**Text excerpt:**
Social isolation is a real issue faced by senior citizens, especially low-income Seniors who have fewer resources than the more well off. The Parish Seniors program seeks to combat this issue, and have a good time in the process.

We are keeping the price low because we are marketing the cookbook not only to our donors and church supporters, but to the neighborhood as well. We want to make sure that members of the West Side community can afford to purchase copies.

What has the reaction been from DICP community members?

From the Parish staff, mostly incredulous laughter, and a lot of support. The Seniors themselves (and we have both men and women contributing to the cookbook) have about the same reaction, and they are enjoying this immensely. They say that their children and grandchildren are amazed and some just can't believe it. I think the seniors are having fun with that.

What kind of recipes are featured and whose recipes are they?

The vast majority of the recipes have come from the Seniors themselves; some are family favorites passed down over the years, some are new creations. We've also received recipes from Parish staff and board members, too.

**Given problem 1:** In the interview about the Parish Seniors cookbook, why is the cookbook's price being kept low?
**Given problem 2:** According to the interview about the Parish Seniors cookbook, who contributed recipes besides the Seniors themselves?
**Given problem 3:** Pick up the interview about the Parish Seniors cookbook after its last sentence and write a few more sentences.

**Data shown:**
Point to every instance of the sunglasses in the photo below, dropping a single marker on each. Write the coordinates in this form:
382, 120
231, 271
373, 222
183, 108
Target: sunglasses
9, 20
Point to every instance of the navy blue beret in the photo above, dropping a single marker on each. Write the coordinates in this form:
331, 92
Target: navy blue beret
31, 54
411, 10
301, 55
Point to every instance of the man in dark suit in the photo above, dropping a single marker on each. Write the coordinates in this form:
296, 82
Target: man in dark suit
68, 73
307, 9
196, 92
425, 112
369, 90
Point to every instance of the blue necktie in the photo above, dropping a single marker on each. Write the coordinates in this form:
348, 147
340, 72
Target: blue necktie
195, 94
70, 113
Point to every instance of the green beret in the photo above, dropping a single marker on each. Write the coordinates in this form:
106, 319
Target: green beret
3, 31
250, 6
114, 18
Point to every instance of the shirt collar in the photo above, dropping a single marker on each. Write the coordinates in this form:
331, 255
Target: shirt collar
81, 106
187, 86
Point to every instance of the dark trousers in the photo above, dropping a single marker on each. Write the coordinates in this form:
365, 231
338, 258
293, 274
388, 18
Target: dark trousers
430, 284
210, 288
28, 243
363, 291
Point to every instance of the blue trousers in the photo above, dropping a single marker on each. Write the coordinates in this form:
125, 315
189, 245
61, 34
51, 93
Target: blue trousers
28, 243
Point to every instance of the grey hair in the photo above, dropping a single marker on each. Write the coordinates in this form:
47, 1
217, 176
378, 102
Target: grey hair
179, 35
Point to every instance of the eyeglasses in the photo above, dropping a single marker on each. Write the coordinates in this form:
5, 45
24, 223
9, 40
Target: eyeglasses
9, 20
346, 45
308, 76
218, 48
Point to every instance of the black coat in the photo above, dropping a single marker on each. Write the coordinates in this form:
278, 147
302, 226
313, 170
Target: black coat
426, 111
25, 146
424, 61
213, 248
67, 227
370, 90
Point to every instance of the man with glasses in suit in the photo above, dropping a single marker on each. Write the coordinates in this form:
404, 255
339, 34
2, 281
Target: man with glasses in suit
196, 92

**Final result 1:** The cookbook is being marketed to the neighborhood as well as to donors and church supporters. The price is kept low so that members of the West Side community can afford to buy copies.

**Final result 2:** Parish staff and board members also contributed recipes.

**Final result 3:**
The recipes include several variations of green chili, chili beans, gorditas, enchiladas, buñelos, tacos de lengua o borrego, Mexican spaghetti, lots of vegetable dishes and desserts, bread for the penitentes, horchata, ceviche, and latkes. And a lot more.

The Denver Inner City Parish historically has served residents from Denver's West Side (although we have expanded immensely in our 50+ years), most of whom were Latino and Latina. Thus, many, if not most, of the recipes have a Latino flavor, although there are a great many other sorts of recipes as well, such as pumpkin chocolate chip muffins, good old fashioned greens, tofu appetizers, and Danish Christmas pudding, to name a few.

What is the DICP?

The Denver Inner City Parish has been serving low income individuals and families in the metro area for over 50 years. Our main goal is to strengthen families and individuals so that they achieve more stable and self-sufficient social and economic lives. DICP’s programs focus on improving the quality of life for low-income, primarily Latino/Latina residents of the Denver metro area, by focusing on four basic human needs: hunger relief, education, health and wellness, and community support.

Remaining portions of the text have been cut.